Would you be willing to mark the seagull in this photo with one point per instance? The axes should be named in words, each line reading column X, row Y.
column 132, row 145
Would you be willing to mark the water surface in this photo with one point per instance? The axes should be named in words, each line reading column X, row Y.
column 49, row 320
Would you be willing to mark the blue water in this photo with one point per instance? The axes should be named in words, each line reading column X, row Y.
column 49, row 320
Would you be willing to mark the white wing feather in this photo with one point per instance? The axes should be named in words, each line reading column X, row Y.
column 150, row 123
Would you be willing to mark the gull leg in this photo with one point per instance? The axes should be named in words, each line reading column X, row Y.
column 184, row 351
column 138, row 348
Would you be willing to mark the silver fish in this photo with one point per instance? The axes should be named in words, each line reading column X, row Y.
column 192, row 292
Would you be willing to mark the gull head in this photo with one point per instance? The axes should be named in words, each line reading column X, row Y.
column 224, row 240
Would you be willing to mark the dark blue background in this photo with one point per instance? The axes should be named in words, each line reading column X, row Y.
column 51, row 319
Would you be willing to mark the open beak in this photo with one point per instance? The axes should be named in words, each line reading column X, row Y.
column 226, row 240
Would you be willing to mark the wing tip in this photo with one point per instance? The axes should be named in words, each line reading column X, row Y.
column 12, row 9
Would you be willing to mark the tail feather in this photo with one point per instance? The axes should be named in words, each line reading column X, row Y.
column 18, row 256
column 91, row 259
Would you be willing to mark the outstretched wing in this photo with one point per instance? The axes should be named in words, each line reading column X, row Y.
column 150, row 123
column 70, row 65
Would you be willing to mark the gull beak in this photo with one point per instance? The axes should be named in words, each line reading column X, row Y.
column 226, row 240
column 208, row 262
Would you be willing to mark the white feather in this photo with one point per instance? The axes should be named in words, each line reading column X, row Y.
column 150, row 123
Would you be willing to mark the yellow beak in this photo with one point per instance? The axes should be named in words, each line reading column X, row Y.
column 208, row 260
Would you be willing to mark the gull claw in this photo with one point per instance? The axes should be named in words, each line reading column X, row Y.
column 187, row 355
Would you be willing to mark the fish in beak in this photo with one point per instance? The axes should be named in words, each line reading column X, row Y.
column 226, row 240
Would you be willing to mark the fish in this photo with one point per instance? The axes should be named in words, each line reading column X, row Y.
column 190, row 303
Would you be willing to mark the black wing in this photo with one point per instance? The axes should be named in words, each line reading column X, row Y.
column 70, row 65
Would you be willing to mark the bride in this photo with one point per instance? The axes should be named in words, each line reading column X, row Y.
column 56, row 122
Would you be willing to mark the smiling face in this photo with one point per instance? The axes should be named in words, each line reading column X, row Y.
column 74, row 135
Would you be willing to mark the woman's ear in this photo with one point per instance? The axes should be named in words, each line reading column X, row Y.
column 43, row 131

+===+

Your reply must contain the line with "Would you be willing to mark the smiling" and each later line of the material, word for word, and nothing else.

- Completed task -
Would you be willing to mark the smiling face in this photo with one point per instance? The axes should be named in words, each line reading column X, row Y.
column 74, row 135
Would you be willing to mark the woman's ear in this photo with one point per instance? The axes should be named in words, each line reading column X, row Y.
column 43, row 131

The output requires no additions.